-- Opening Marker --

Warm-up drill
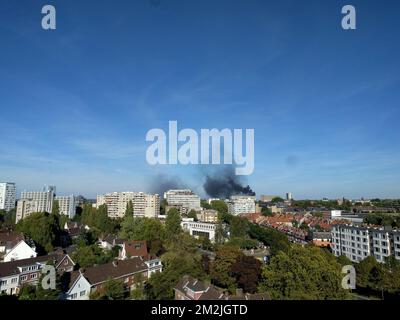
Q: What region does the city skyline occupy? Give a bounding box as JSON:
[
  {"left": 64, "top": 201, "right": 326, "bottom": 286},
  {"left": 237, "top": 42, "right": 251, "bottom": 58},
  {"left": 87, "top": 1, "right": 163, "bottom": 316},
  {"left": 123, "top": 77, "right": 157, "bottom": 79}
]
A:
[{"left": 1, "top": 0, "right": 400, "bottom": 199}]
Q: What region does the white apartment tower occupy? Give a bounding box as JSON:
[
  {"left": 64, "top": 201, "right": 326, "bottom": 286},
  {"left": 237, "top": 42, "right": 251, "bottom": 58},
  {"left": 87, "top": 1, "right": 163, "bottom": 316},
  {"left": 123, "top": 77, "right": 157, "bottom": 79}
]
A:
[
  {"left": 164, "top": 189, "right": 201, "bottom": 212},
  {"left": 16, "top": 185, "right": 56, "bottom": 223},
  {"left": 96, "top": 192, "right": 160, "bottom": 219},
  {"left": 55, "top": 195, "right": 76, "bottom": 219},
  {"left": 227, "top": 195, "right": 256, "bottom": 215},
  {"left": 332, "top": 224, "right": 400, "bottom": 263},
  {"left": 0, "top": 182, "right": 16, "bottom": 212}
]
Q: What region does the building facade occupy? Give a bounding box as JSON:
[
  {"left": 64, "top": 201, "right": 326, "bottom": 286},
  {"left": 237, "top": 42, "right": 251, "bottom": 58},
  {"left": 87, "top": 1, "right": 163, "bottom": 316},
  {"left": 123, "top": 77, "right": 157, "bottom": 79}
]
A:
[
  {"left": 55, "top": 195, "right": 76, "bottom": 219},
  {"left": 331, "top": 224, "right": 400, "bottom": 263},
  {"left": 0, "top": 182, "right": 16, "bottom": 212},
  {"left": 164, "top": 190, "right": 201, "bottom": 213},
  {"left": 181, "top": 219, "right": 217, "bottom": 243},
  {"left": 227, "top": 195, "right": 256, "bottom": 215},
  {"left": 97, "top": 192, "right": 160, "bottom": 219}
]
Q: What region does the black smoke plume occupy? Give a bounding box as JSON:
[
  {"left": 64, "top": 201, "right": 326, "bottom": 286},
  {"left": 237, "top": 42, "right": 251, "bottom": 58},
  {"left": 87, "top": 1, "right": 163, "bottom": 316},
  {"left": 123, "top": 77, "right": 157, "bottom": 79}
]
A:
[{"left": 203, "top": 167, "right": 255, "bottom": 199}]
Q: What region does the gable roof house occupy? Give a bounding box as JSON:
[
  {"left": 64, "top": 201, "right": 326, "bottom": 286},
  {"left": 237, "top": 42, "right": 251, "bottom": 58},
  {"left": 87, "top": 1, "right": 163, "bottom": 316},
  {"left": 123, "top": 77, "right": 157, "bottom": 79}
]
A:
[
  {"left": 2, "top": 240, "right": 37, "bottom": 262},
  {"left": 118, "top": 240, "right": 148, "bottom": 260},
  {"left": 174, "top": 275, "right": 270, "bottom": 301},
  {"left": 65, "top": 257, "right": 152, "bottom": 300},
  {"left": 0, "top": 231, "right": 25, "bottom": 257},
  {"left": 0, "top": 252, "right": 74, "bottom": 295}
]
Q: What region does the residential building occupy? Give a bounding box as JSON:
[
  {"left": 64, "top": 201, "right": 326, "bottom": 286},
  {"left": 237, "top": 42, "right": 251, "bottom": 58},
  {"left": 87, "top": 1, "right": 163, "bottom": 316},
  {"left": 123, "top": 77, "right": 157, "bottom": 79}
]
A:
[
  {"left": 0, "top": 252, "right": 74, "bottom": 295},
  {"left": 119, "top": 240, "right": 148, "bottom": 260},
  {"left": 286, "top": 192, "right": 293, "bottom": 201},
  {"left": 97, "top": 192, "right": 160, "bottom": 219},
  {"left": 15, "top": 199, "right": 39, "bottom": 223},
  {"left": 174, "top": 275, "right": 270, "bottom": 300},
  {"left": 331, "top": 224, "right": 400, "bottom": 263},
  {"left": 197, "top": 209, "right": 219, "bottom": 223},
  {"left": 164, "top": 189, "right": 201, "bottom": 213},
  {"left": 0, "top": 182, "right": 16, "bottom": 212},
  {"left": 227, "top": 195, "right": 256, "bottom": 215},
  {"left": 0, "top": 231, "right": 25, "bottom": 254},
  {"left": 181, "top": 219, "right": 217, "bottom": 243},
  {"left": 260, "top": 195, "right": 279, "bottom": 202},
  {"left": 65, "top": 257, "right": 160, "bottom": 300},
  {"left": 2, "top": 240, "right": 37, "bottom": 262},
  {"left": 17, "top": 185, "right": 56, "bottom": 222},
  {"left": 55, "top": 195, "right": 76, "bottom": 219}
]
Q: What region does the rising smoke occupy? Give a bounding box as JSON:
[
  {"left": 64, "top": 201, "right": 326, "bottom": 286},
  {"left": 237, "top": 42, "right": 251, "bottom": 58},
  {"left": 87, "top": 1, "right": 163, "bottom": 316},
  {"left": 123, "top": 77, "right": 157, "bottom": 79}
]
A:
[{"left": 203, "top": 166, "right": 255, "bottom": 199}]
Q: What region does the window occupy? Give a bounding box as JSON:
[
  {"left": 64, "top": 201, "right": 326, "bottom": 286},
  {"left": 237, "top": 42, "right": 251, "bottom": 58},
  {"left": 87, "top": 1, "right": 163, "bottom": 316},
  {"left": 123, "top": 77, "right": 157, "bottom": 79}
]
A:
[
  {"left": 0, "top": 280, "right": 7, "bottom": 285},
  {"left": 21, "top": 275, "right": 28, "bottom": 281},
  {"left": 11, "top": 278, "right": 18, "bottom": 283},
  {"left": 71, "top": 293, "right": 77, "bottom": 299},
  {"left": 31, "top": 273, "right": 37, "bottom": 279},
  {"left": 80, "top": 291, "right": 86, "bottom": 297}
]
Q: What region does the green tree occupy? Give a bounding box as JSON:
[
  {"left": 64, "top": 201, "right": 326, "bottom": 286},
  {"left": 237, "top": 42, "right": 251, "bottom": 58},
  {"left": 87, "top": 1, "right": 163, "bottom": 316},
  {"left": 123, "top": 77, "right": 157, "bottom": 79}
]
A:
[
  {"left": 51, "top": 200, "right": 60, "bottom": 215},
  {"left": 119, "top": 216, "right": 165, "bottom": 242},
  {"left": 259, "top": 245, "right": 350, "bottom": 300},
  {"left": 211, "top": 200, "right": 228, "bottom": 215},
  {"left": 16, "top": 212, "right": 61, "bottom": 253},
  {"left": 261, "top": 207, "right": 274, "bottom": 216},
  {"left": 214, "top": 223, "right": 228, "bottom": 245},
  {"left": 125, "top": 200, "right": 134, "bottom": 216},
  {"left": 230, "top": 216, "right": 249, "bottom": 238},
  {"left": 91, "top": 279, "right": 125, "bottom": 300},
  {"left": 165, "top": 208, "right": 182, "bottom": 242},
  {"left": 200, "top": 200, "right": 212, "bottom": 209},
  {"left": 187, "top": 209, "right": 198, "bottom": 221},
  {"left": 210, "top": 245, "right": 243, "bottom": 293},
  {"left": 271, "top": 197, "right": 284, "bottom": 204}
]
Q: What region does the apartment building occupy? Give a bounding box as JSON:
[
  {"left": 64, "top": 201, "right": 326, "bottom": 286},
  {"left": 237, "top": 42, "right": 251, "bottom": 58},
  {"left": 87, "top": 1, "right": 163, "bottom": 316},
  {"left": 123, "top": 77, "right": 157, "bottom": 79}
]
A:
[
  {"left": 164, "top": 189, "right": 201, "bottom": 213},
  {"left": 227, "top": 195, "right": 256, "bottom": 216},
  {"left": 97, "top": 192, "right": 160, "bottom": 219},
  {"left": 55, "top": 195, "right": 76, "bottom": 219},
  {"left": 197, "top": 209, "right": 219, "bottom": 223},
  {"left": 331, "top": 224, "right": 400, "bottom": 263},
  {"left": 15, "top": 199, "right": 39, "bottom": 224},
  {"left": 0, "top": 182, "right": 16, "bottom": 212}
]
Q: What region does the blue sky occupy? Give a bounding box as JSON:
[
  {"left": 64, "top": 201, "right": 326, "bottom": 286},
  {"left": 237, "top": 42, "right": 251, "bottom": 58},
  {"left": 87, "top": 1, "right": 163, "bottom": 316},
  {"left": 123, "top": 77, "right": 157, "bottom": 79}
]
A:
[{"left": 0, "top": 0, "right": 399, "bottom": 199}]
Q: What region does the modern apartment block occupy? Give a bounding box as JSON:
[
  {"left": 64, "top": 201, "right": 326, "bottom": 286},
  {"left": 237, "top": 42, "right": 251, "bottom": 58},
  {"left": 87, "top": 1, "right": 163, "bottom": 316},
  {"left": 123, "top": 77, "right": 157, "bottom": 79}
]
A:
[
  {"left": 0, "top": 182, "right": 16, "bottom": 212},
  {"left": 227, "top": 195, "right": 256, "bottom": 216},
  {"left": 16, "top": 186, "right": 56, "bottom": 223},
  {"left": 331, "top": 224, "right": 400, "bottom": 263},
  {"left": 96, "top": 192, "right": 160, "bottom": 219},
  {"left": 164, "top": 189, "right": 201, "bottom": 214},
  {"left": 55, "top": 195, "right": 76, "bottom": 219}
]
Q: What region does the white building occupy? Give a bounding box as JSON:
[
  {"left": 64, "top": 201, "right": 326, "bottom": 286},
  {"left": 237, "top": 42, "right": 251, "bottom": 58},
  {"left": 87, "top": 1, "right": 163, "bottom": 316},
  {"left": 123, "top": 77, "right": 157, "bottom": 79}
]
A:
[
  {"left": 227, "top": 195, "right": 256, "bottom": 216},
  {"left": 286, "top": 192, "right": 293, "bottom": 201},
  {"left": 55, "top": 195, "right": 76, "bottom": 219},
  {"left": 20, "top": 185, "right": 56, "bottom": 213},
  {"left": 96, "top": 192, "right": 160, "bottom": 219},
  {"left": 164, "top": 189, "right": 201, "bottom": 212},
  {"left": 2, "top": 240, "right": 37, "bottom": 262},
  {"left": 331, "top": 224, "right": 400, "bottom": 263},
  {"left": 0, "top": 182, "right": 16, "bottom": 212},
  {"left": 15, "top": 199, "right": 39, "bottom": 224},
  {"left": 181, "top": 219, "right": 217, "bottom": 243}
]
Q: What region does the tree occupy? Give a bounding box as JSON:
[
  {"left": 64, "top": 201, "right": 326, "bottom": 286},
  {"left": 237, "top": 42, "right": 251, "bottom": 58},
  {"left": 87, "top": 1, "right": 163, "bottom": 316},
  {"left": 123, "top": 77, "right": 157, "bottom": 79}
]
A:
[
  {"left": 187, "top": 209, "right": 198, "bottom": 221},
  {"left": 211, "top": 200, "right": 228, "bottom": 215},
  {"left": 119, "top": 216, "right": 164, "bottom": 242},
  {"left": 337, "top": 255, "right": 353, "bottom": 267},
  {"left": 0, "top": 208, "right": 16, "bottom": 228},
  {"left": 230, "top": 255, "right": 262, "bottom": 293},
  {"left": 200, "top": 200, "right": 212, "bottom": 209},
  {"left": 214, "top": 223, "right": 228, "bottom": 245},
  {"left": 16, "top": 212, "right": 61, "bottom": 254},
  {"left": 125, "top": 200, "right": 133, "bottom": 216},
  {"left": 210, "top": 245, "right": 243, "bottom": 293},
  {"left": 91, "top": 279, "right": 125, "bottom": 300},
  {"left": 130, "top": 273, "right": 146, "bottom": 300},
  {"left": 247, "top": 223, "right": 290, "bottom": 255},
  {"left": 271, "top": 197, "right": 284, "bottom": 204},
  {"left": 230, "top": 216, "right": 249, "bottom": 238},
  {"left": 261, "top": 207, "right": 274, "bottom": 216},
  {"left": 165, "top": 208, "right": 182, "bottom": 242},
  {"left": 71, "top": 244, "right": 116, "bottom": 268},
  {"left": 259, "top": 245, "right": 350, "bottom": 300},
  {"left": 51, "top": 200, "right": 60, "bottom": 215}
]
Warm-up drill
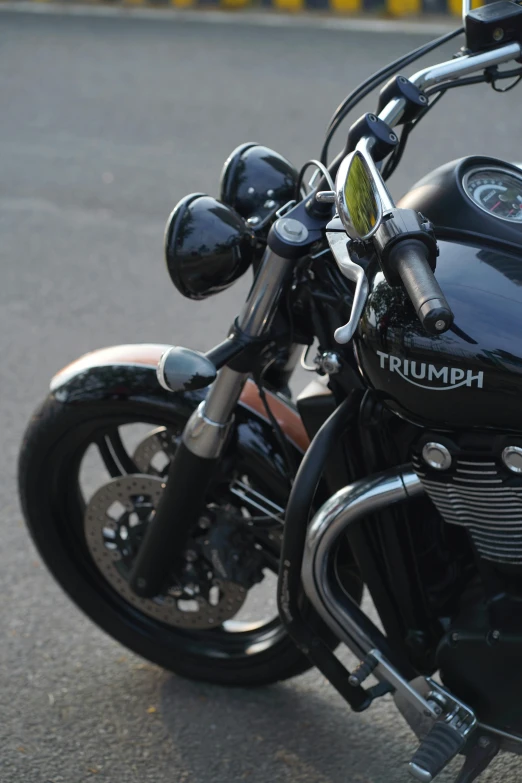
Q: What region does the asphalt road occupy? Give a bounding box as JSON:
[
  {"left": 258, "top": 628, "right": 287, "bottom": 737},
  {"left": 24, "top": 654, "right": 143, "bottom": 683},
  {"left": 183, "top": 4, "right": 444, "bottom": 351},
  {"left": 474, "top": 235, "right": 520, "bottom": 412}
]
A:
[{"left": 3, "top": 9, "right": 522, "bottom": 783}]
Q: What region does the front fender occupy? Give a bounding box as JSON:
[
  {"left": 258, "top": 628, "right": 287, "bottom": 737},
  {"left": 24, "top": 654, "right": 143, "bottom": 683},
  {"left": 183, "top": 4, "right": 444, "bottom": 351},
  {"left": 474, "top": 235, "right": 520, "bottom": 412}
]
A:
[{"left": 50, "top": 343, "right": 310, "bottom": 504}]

-- Closing Marker --

--- Problem statement ---
The reply must be a number and nothing more: the count of lines above that contain the word "smoke".

--- The completed task ---
2